Exercise prompt. Repeat the listing word for word. No pictures belong in the copy.

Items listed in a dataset
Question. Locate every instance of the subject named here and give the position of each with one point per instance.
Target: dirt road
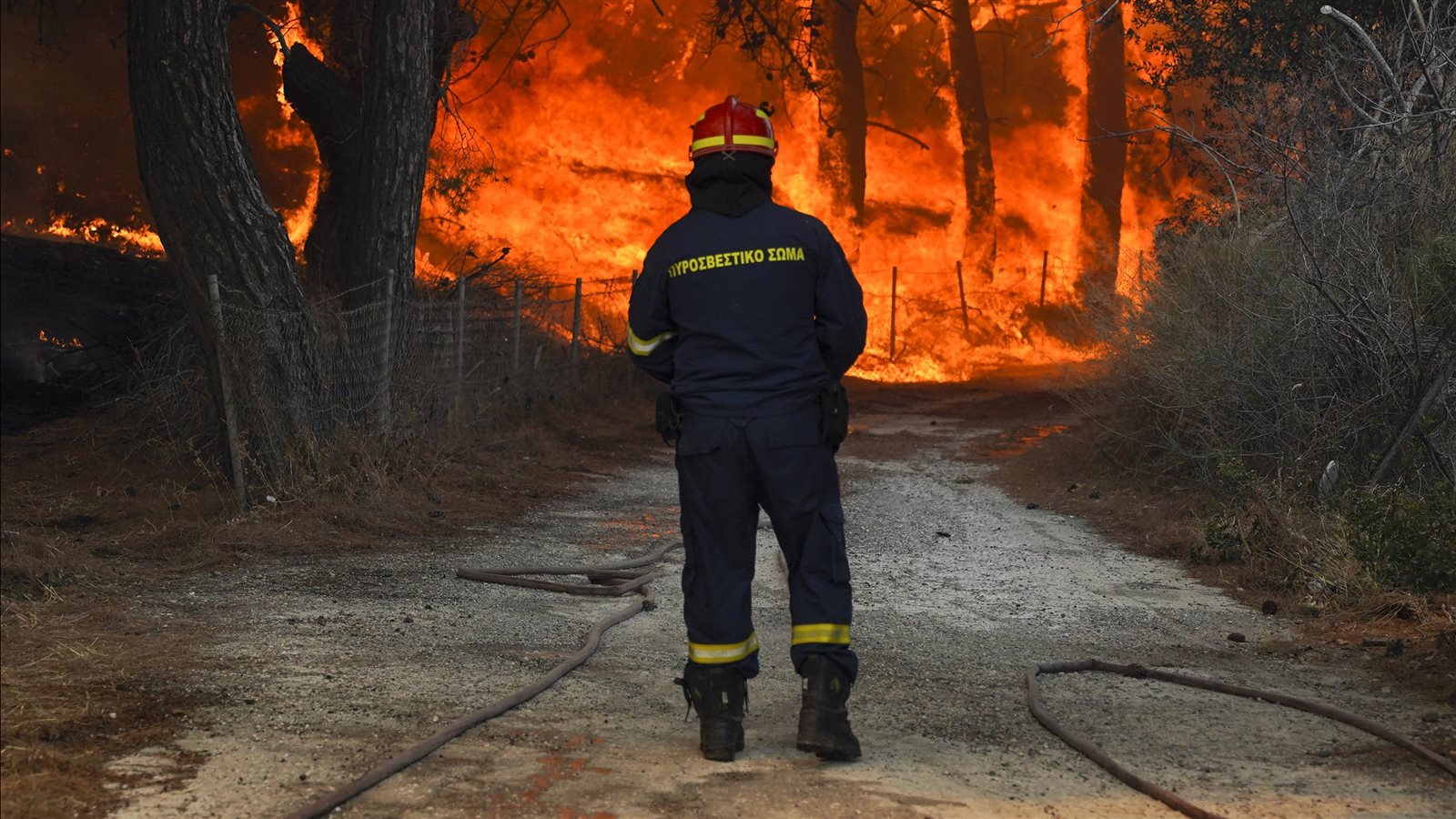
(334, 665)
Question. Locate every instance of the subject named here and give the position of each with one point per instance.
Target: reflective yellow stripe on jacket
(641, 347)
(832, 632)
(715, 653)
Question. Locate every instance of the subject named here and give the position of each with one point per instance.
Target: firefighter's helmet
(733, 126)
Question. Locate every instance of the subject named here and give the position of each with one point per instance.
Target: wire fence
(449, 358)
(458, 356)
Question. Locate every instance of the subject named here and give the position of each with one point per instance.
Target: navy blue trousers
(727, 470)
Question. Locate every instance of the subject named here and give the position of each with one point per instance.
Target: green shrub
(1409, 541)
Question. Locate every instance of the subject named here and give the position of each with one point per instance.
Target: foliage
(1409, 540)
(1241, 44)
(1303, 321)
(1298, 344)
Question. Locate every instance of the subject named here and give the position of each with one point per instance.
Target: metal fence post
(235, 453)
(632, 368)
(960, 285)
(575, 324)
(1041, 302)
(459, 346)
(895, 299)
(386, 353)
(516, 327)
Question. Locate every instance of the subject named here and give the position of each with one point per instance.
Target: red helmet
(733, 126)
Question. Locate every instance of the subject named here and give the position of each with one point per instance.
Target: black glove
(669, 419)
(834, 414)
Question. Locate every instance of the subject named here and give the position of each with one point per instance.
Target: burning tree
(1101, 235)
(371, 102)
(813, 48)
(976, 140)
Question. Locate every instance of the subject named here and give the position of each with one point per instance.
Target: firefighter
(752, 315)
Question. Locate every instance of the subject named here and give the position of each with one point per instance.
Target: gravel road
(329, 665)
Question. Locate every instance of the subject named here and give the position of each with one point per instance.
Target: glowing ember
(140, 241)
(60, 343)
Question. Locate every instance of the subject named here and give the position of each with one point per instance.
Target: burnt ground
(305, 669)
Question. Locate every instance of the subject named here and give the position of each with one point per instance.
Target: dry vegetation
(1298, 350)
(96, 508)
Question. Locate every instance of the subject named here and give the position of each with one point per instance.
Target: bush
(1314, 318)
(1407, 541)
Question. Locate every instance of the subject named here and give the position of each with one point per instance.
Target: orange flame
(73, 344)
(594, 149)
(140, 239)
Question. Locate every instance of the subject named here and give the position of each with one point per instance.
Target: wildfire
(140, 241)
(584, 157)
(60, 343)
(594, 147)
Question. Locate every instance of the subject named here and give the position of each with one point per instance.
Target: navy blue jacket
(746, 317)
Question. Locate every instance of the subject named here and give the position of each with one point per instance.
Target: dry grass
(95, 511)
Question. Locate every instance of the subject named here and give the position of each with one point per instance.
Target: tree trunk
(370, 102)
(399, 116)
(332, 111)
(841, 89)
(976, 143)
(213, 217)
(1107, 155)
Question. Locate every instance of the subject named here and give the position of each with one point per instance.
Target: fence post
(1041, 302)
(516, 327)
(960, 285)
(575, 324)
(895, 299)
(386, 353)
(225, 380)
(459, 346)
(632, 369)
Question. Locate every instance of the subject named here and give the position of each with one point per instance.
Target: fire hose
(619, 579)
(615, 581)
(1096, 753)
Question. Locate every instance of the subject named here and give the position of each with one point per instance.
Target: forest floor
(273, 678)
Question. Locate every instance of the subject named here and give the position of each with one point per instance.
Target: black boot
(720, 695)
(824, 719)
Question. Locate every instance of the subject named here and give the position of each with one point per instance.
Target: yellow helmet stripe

Exercise answer.
Question. Locate every instance of the subject named here and give the position of each with one point per instance.
Target: dirt road
(334, 665)
Question. Locate every instance of the subject named here and give the position of each with one point per instance.
Target: reflective yellow stripe on jacket
(641, 347)
(832, 632)
(715, 653)
Question. Locate every instance of the subject named here and give the position of each with one point per instance.
Target: firefighter's helmet
(733, 126)
Question. Locate every instance of the subject named here and give the position of each with one point per instance.
Target: wire fence
(449, 358)
(458, 356)
Question. Locate every instance of the subject named here and give the position of each with one point per instance.
Target: navy blue trousers
(727, 470)
Question. Locate every instance of the subject named here and give the position of each with one point per instance.
Target: green shrub
(1409, 541)
Question. Locate every instance of the subject named here and give the position of each with one point per instance.
Target: foliage
(1409, 540)
(1241, 44)
(1303, 321)
(1298, 344)
Question. Locate every instance of the subject named here and give the position of each with one point per instance.
Target: metal fence post
(235, 453)
(632, 368)
(960, 285)
(575, 324)
(1041, 302)
(459, 346)
(895, 299)
(386, 353)
(516, 327)
Question. Locate every instance of the subject named here and give the position of each with one point per instance.
Target: red helmet
(733, 126)
Question. Locate every instance of the subject named here and give the position of each with one point per instance.
Target: black glove
(669, 419)
(834, 414)
Question. Locate every instance of the subject named here and give the position of each with one point per instance.
Target: burning tree
(1101, 235)
(371, 102)
(813, 48)
(976, 140)
Question. Locate every instance of the subject named here and give the position of each with one point per instance.
Target: firefighter
(752, 315)
Question. Locate every instance of the subject named here and give the position of each with one point per instance.
Target: gravel road
(329, 665)
Question. Locate every instance of the subject named here and give the position of each with one point per instance.
Target: glowing ember
(140, 241)
(60, 343)
Question. Locate every instance of the subject named here and give the position of each with one point per instance.
Target: burnt ground
(305, 669)
Question. Locate every instance of the subject named here and give the position of each with one point per instance.
Target: dry vegetation
(1298, 350)
(96, 508)
Question. Locate every instance of the subject named here and give the position of each with one point per instance.
Target: bush
(1314, 318)
(1407, 541)
Question. Locate every instance of the subject named here and give the position of each with one point per instance.
Target: orange flame
(73, 344)
(594, 149)
(140, 239)
Question. Locate every instance of the subject named here and give the position of each with one point per instance.
Target: wildfire
(140, 241)
(584, 157)
(60, 343)
(594, 147)
Question. Locate every instance of the subject named here and give the position of each with one point per instance.
Target: navy blue jacket
(746, 317)
Question. Locate every instance of the subject named here and give the position of each with one point per instance.
Target: dry grass
(95, 511)
Question. Locate every instance of the subject named here and give the position of each with one point per instance.
Target: tree trunk
(370, 102)
(399, 116)
(332, 111)
(841, 89)
(976, 143)
(213, 217)
(1107, 155)
Question. Locate every instance of the subject named here and give the position of each with one point per instance.
Target: fence post
(1041, 302)
(516, 327)
(960, 285)
(575, 324)
(895, 299)
(386, 353)
(225, 380)
(459, 346)
(632, 369)
Question. Locate every instance of the subject named here and give the position of each with one point per instance.
Target: fire hose
(619, 579)
(615, 581)
(1096, 753)
Question. Locate every instance of the subject named here and give the position of each with one point per instance.
Target: forest floor
(273, 678)
Question. Locate every instance of the subject named here and give the position of each with one point per instance.
Target: black boot
(720, 695)
(824, 719)
Question. Locate every instance of the subject named here and give the position of each with one point per instance.
Target: yellow helmet stripe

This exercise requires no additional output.